▸ **How to complete this task**: Reproduce the lines below from the one that contains "Objective: one point per instance of the interior" through the end, inclusive, and add nothing.

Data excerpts
>>

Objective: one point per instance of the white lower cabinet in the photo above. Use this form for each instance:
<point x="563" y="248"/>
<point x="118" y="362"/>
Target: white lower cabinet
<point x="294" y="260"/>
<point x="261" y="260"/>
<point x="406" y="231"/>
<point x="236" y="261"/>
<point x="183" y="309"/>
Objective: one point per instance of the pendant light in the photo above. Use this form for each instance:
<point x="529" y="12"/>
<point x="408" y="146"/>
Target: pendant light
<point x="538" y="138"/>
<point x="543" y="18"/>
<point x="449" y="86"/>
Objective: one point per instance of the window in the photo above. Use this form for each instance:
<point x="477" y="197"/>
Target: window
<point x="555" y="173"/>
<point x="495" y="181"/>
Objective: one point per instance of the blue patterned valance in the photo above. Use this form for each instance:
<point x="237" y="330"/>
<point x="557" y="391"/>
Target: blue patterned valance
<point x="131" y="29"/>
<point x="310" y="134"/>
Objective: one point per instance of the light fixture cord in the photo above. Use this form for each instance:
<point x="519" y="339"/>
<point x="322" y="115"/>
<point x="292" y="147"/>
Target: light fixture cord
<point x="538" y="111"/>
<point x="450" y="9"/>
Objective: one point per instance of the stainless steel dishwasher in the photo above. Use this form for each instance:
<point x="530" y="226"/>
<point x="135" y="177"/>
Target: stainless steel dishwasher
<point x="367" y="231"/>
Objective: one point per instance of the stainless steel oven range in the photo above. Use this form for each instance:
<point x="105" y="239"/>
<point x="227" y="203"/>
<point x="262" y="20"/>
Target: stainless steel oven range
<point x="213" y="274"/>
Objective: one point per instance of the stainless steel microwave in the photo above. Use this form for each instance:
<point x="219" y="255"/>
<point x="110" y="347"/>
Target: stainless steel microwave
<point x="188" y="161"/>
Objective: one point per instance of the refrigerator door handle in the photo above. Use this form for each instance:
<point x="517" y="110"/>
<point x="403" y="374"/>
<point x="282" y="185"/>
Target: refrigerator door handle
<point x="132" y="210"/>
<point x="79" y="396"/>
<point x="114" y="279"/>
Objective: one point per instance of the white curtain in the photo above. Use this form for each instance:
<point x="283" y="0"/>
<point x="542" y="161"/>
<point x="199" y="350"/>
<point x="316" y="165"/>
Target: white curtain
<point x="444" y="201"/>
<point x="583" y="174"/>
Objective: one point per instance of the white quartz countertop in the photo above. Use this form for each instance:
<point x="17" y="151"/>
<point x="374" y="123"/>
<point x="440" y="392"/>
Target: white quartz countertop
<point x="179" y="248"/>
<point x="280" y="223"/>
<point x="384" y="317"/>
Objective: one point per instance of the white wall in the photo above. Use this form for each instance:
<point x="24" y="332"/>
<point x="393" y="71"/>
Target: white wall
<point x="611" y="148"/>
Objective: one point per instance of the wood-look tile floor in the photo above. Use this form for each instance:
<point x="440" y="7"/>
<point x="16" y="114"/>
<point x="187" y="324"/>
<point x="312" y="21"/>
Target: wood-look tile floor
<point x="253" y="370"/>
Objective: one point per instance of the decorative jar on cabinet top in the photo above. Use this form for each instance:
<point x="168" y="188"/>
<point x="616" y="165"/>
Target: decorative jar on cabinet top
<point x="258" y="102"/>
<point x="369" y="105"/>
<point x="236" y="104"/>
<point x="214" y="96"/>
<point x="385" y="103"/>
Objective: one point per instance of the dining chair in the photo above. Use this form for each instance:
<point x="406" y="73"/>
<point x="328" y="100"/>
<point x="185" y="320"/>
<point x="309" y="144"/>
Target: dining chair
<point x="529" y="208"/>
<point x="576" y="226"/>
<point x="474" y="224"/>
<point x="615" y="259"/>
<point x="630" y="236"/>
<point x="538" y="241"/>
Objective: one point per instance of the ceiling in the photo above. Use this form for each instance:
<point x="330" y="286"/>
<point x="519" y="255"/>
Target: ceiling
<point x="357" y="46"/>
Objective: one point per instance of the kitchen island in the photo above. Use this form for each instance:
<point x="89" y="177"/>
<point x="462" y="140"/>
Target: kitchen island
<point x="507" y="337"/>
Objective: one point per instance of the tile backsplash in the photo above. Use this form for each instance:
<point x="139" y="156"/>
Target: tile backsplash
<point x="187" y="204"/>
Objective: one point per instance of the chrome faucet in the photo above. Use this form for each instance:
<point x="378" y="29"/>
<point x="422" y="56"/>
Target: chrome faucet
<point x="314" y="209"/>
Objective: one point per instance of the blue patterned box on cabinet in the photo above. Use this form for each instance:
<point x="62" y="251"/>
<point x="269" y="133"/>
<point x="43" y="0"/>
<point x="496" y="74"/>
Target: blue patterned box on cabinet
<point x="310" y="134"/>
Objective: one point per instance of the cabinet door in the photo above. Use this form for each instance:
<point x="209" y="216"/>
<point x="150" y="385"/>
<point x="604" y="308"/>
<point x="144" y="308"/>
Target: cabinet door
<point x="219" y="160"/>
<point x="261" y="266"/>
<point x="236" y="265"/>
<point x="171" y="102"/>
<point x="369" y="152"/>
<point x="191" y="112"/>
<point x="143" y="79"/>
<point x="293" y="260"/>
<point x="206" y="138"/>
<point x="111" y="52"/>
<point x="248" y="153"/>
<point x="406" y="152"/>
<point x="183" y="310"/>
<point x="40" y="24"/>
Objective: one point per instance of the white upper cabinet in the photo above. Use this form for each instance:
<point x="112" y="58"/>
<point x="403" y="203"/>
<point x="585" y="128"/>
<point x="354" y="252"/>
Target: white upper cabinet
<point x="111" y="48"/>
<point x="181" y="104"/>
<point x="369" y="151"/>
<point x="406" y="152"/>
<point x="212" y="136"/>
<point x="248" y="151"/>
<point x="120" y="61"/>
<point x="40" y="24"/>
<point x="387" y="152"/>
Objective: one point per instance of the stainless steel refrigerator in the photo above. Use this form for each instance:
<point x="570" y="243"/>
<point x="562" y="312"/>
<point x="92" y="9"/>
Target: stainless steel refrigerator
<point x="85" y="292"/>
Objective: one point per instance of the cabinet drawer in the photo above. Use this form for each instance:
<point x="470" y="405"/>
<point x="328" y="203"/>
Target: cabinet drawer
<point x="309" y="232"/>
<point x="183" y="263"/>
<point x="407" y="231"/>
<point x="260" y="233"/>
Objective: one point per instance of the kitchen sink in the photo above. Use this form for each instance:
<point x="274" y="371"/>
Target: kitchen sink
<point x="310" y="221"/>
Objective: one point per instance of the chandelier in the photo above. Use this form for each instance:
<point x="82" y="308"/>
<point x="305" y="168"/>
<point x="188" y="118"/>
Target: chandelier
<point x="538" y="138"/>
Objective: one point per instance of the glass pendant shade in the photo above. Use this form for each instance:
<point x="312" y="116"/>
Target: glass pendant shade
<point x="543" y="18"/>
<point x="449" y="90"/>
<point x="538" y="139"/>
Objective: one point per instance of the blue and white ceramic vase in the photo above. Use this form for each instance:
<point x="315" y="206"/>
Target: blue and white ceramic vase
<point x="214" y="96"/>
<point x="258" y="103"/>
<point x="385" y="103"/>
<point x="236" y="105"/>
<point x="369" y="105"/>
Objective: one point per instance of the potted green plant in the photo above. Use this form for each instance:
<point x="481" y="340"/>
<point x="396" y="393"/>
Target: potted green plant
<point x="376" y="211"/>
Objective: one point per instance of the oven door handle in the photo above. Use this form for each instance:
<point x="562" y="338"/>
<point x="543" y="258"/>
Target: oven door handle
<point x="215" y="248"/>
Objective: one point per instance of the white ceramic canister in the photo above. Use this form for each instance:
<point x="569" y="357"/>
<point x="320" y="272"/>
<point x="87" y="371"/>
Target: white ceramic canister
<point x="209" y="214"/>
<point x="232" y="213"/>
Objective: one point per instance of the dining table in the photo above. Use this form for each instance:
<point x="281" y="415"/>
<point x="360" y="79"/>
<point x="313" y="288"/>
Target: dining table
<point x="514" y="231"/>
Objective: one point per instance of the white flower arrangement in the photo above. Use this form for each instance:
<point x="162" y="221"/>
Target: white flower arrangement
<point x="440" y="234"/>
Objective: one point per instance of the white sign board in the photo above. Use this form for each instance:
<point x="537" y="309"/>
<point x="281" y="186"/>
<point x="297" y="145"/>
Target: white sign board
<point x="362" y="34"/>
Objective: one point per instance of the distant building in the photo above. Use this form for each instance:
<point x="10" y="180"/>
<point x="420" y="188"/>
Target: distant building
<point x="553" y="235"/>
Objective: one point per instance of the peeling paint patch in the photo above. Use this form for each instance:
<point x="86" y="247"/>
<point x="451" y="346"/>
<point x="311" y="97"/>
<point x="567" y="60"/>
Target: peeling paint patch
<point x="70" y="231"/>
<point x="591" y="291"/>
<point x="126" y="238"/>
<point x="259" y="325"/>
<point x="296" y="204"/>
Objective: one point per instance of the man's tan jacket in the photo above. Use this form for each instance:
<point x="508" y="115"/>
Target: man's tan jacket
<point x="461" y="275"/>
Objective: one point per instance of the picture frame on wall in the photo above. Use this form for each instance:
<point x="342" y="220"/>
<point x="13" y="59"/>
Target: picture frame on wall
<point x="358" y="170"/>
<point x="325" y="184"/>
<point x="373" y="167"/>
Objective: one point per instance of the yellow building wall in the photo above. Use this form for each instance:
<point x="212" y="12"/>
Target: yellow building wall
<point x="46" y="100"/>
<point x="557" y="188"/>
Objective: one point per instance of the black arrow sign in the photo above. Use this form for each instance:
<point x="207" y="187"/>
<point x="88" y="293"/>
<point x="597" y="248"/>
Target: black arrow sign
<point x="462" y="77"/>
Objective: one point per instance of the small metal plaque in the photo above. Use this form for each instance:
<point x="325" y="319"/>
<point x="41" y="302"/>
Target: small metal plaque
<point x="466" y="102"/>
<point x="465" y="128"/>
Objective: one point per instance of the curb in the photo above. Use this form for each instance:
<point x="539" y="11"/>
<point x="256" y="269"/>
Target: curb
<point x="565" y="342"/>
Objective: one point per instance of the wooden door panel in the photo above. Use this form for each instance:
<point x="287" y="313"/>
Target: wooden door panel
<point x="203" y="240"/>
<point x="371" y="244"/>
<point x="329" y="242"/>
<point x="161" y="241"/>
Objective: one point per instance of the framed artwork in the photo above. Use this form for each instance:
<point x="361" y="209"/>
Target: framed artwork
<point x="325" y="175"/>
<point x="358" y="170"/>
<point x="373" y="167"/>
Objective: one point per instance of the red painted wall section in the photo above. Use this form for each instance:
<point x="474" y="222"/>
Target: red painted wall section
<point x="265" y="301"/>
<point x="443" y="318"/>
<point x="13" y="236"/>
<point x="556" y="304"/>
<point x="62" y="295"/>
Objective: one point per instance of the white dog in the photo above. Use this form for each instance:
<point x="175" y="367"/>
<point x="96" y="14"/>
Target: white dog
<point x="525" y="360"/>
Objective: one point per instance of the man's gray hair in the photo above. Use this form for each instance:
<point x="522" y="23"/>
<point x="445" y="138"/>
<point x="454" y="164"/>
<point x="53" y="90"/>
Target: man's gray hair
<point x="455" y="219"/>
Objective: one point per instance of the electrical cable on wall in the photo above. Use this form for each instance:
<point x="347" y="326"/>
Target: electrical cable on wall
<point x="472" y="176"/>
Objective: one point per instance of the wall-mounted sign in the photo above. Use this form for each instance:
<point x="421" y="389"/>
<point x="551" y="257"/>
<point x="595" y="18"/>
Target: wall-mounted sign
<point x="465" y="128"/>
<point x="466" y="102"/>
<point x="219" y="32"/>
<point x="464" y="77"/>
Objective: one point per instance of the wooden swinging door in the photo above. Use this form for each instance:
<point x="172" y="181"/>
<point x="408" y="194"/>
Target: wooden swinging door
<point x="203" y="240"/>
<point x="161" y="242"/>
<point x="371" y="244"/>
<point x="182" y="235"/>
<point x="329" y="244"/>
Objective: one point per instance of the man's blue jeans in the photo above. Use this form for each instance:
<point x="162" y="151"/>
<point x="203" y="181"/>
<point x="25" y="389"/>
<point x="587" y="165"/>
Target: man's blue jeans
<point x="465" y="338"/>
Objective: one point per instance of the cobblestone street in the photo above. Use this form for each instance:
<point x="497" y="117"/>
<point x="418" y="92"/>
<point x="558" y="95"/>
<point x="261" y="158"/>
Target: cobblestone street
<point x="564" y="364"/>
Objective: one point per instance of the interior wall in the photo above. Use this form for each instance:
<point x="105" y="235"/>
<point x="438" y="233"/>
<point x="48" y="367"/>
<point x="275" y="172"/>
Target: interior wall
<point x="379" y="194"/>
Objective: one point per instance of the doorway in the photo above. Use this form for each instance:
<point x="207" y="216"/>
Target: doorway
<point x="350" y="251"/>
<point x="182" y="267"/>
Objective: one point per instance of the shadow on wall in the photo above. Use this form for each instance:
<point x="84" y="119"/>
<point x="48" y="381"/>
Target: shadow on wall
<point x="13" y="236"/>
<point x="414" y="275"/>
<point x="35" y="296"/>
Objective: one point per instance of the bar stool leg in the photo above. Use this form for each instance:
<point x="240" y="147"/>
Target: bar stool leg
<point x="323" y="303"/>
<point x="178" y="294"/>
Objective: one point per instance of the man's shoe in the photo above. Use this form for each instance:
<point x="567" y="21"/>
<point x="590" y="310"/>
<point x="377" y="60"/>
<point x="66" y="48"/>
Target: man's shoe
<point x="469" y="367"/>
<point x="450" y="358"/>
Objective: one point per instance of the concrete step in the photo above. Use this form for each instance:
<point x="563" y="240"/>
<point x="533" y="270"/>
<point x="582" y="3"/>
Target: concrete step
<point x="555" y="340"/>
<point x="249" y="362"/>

<<

▸ **Task answer**:
Objective: one point per instance of the interior wall in the photo above. Use this form for each instance:
<point x="105" y="235"/>
<point x="438" y="233"/>
<point x="48" y="367"/>
<point x="275" y="172"/>
Target: interior wall
<point x="379" y="194"/>
Objective: one point per instance of the doorway in the photo above. Use this form for each instance:
<point x="207" y="216"/>
Target: doorway
<point x="350" y="251"/>
<point x="182" y="267"/>
Objective: one point per instance of the shadow on wall in the photo above. Use this form for each instance:
<point x="84" y="119"/>
<point x="48" y="381"/>
Target: shadow on wall
<point x="13" y="236"/>
<point x="414" y="275"/>
<point x="35" y="296"/>
Objective: one point per instance of the bar stool leg in the photo above. Use this form for each instance:
<point x="240" y="147"/>
Target: bar stool leg
<point x="323" y="303"/>
<point x="178" y="294"/>
Objective: one point per instance of the man's shoe in the photo above. Use this form for each instance:
<point x="567" y="21"/>
<point x="590" y="310"/>
<point x="377" y="60"/>
<point x="66" y="48"/>
Target: man's shoe
<point x="469" y="367"/>
<point x="450" y="358"/>
Objective: one point per instance of the concrete step in the photo above. Use this form for each instance:
<point x="563" y="240"/>
<point x="533" y="270"/>
<point x="582" y="3"/>
Target: concrete step
<point x="555" y="340"/>
<point x="249" y="362"/>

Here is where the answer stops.